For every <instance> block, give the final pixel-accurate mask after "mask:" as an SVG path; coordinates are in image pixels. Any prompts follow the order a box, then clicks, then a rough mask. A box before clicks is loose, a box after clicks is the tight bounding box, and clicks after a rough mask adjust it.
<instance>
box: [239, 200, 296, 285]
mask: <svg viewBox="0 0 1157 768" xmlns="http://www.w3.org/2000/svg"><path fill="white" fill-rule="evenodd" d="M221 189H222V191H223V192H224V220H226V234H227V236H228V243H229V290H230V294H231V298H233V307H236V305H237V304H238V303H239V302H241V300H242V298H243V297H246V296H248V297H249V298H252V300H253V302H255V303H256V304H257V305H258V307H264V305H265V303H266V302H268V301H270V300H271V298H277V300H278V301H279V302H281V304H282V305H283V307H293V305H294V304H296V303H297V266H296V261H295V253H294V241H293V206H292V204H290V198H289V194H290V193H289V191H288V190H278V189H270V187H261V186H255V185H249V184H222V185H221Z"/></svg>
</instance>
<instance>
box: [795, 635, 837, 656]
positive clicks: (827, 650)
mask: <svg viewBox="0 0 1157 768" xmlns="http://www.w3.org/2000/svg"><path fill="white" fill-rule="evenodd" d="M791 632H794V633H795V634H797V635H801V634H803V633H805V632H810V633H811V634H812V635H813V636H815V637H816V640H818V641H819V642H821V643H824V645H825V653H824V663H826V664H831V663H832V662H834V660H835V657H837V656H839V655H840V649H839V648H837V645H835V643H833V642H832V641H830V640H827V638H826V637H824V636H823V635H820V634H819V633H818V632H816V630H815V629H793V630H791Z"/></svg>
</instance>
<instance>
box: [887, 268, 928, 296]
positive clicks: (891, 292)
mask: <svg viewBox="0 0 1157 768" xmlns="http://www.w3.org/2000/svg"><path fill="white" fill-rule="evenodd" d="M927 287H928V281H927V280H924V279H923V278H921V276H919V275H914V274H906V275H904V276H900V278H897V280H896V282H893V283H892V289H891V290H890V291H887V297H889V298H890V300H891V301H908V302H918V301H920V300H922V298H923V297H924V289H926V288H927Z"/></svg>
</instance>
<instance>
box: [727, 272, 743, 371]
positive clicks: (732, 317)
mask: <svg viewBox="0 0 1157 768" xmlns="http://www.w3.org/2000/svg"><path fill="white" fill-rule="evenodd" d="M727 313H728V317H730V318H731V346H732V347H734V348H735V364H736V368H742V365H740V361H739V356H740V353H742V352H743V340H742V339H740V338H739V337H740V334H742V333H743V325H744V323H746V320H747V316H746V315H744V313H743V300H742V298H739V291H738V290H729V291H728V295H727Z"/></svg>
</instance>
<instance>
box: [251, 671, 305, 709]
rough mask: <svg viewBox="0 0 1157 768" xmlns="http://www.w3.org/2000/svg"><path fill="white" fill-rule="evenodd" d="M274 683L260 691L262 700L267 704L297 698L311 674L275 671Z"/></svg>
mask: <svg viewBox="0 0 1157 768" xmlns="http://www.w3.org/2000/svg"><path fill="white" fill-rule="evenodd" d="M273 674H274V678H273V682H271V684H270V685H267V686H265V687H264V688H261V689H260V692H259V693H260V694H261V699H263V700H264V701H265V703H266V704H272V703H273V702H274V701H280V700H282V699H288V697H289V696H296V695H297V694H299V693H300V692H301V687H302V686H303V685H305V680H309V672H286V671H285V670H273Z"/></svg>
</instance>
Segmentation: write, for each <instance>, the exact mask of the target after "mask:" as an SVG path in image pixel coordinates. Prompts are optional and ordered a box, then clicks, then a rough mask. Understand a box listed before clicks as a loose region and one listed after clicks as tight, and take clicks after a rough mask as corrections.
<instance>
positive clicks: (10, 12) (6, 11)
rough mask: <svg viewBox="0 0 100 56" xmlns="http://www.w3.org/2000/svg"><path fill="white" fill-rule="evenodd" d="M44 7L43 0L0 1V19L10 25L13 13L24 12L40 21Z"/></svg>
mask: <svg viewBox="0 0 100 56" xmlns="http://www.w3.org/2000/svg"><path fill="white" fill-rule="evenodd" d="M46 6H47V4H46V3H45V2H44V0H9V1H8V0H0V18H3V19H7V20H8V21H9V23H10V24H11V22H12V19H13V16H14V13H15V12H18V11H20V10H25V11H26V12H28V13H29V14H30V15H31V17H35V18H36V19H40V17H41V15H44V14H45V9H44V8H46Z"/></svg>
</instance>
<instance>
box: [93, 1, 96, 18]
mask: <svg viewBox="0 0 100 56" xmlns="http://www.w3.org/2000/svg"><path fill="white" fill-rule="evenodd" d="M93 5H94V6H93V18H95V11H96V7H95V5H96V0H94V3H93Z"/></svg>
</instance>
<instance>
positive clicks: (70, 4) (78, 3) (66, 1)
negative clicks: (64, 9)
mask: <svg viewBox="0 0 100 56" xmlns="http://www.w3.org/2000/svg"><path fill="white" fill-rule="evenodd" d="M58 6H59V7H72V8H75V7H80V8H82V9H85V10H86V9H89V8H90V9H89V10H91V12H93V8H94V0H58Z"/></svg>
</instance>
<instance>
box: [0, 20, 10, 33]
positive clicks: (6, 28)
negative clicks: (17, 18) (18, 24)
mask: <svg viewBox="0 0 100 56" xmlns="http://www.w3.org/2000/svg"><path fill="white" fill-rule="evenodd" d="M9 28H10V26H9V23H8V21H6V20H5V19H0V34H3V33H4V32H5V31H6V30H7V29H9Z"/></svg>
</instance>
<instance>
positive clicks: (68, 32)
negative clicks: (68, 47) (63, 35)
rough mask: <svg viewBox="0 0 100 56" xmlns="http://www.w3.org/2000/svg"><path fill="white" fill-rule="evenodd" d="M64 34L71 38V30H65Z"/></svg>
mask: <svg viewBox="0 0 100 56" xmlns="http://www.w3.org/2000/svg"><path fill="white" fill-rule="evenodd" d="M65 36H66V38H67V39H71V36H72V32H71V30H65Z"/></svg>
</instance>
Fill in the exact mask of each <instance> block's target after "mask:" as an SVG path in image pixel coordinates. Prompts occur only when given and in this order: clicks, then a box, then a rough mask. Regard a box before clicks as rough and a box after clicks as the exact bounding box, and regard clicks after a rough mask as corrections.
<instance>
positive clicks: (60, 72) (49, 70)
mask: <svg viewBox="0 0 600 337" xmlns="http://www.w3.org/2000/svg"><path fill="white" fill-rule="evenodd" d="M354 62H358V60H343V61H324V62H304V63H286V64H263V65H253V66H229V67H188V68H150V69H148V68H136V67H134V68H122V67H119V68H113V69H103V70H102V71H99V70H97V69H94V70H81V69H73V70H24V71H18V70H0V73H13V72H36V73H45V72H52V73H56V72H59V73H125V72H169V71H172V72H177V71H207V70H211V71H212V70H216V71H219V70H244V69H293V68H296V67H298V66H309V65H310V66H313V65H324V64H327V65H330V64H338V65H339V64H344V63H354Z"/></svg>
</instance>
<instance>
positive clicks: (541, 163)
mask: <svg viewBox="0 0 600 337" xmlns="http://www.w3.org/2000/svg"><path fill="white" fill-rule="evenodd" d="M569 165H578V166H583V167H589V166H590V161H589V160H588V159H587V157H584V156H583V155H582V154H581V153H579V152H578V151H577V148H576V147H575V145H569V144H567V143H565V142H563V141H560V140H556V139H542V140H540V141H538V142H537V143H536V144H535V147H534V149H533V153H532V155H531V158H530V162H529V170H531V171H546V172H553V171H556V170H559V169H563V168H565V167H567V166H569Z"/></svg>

──────────────────────────────

TASK ITEM: From the first line to the last, copy the records exactly as they appear above.

ANSWER:
For every <instance> block, give the final pixel-accurate mask after "mask:" as an SVG path; coordinates are in image pixels. Any prompts follow the order a box, then clicks, then a rough mask. A box before clicks is loose, a box after clicks is the tight bounding box, and clicks after a rough mask adjust it.
<instance>
box: [239, 200, 296, 285]
mask: <svg viewBox="0 0 1157 768" xmlns="http://www.w3.org/2000/svg"><path fill="white" fill-rule="evenodd" d="M221 189H222V191H223V192H224V220H226V234H227V236H228V243H229V290H230V294H231V298H233V307H236V305H237V304H238V303H239V302H241V300H242V298H243V297H246V296H248V297H249V298H252V300H253V302H255V303H256V304H257V305H258V307H264V305H265V303H266V302H268V301H270V300H271V298H277V300H278V301H279V302H281V304H282V305H283V307H293V305H294V304H296V303H297V266H296V261H295V253H294V241H293V206H292V204H290V198H289V194H290V193H289V191H288V190H278V189H270V187H261V186H255V185H249V184H222V185H221Z"/></svg>
</instance>
<instance>
box: [795, 635, 837, 656]
positive clicks: (827, 650)
mask: <svg viewBox="0 0 1157 768" xmlns="http://www.w3.org/2000/svg"><path fill="white" fill-rule="evenodd" d="M791 632H794V633H795V634H797V635H801V634H803V633H805V632H810V633H811V634H812V635H813V636H815V637H816V640H818V641H819V642H821V643H824V645H825V653H824V663H826V664H831V663H832V662H834V660H835V657H837V656H839V655H840V649H839V648H837V645H835V643H833V642H832V641H830V640H827V638H826V637H824V636H823V635H820V634H819V633H818V632H816V630H815V629H793V630H791Z"/></svg>
</instance>
<instance>
box: [887, 268, 928, 296]
positive clicks: (891, 292)
mask: <svg viewBox="0 0 1157 768" xmlns="http://www.w3.org/2000/svg"><path fill="white" fill-rule="evenodd" d="M927 287H928V281H927V280H924V279H923V278H921V276H919V275H914V274H906V275H904V276H900V278H897V280H896V282H893V283H892V289H891V290H890V291H887V297H889V298H890V300H891V301H908V302H918V301H920V300H922V298H923V297H924V289H926V288H927Z"/></svg>
</instance>
<instance>
box: [727, 272, 743, 371]
positive clicks: (732, 317)
mask: <svg viewBox="0 0 1157 768" xmlns="http://www.w3.org/2000/svg"><path fill="white" fill-rule="evenodd" d="M727 313H728V317H730V318H731V346H732V347H734V348H735V364H736V368H742V365H740V361H739V356H740V353H742V352H743V340H742V339H740V338H739V337H740V334H742V333H743V325H744V323H746V320H747V316H746V315H744V313H743V300H742V298H739V291H738V290H729V291H728V295H727Z"/></svg>
</instance>
<instance>
box: [251, 671, 305, 709]
rough mask: <svg viewBox="0 0 1157 768" xmlns="http://www.w3.org/2000/svg"><path fill="white" fill-rule="evenodd" d="M274 683L260 691L262 700L267 704L297 698L311 674L275 671Z"/></svg>
mask: <svg viewBox="0 0 1157 768" xmlns="http://www.w3.org/2000/svg"><path fill="white" fill-rule="evenodd" d="M273 674H274V678H273V682H271V684H270V685H267V686H265V687H264V688H261V689H260V692H259V693H260V694H261V699H263V700H264V701H265V703H266V704H272V703H273V702H274V701H280V700H282V699H288V697H289V696H296V695H297V694H299V693H300V692H301V687H302V686H303V685H305V680H309V672H286V671H285V670H273Z"/></svg>
</instance>
Segmentation: write, for each <instance>, the exact mask of the target after "mask:" as an SVG path in image pixel coordinates. Prompts are optional and ordered a box, then clicks, then a rough mask. Understand a box listed before clicks as a loose region and one listed after clicks as tight, and take clicks after a rough mask as corrections.
<instance>
positive clicks: (10, 12) (6, 11)
rough mask: <svg viewBox="0 0 100 56" xmlns="http://www.w3.org/2000/svg"><path fill="white" fill-rule="evenodd" d="M44 7L43 0L0 1V19L10 25L13 13L24 12L40 21Z"/></svg>
mask: <svg viewBox="0 0 100 56" xmlns="http://www.w3.org/2000/svg"><path fill="white" fill-rule="evenodd" d="M46 6H47V4H46V3H45V2H44V0H9V1H8V0H0V18H3V19H7V20H8V21H9V23H10V24H11V22H12V19H13V16H14V13H15V12H18V11H20V10H25V11H26V12H28V13H29V14H30V15H31V17H35V18H36V19H40V17H41V15H44V14H45V9H44V8H46Z"/></svg>
</instance>
<instance>
box: [93, 1, 96, 18]
mask: <svg viewBox="0 0 100 56" xmlns="http://www.w3.org/2000/svg"><path fill="white" fill-rule="evenodd" d="M93 5H94V6H93V18H95V11H96V7H95V5H96V0H94V3H93Z"/></svg>
</instance>
<instance>
positive clicks: (70, 4) (78, 3) (66, 1)
negative clicks: (64, 9)
mask: <svg viewBox="0 0 100 56" xmlns="http://www.w3.org/2000/svg"><path fill="white" fill-rule="evenodd" d="M58 6H59V7H72V8H75V7H80V8H82V9H85V10H86V9H89V8H90V9H89V10H91V12H93V8H94V0H58Z"/></svg>
</instance>
<instance>
box: [0, 20, 10, 33]
positive clicks: (6, 28)
negative clicks: (17, 18) (18, 24)
mask: <svg viewBox="0 0 100 56" xmlns="http://www.w3.org/2000/svg"><path fill="white" fill-rule="evenodd" d="M9 28H10V26H9V23H8V21H6V20H5V19H0V34H3V33H4V32H5V31H6V30H7V29H9Z"/></svg>
</instance>
<instance>
positive clicks: (68, 32)
negative clicks: (68, 47) (63, 35)
rough mask: <svg viewBox="0 0 100 56" xmlns="http://www.w3.org/2000/svg"><path fill="white" fill-rule="evenodd" d="M64 34L71 38V30H65Z"/></svg>
mask: <svg viewBox="0 0 100 56" xmlns="http://www.w3.org/2000/svg"><path fill="white" fill-rule="evenodd" d="M65 36H66V38H67V39H71V36H72V32H71V30H65Z"/></svg>
</instance>
Fill in the exact mask of each <instance> block's target after "mask:" as an SVG path in image pixel coordinates. Prompts occur only when given and in this order: clicks, then a box, then a rough mask. Regard a box before clicks as rough and a box after clicks as the exact bounding box, and regard clicks after a rough mask as corrections.
<instance>
positive clicks: (60, 72) (49, 70)
mask: <svg viewBox="0 0 600 337" xmlns="http://www.w3.org/2000/svg"><path fill="white" fill-rule="evenodd" d="M354 62H358V60H343V61H324V62H304V63H286V64H263V65H253V66H229V67H188V68H150V69H148V68H136V67H134V68H122V67H119V68H113V69H103V70H102V71H99V70H97V69H94V70H81V69H73V70H24V71H18V70H0V73H13V72H36V73H45V72H52V73H56V72H59V73H125V72H169V71H172V72H177V71H207V70H211V71H212V70H216V71H219V70H244V69H293V68H296V67H298V66H309V65H310V66H313V65H324V64H327V65H330V64H338V65H339V64H344V63H354Z"/></svg>
</instance>
<instance>
positive clicks: (541, 163)
mask: <svg viewBox="0 0 600 337" xmlns="http://www.w3.org/2000/svg"><path fill="white" fill-rule="evenodd" d="M569 165H578V166H583V167H589V166H590V161H589V160H588V159H587V157H584V156H583V155H582V154H581V153H579V152H578V151H577V148H576V147H575V145H569V144H567V143H565V142H563V141H560V140H556V139H542V140H540V141H538V142H537V143H536V144H535V147H534V149H533V153H532V155H531V158H530V162H529V170H531V171H546V172H553V171H556V170H559V169H563V168H565V167H567V166H569Z"/></svg>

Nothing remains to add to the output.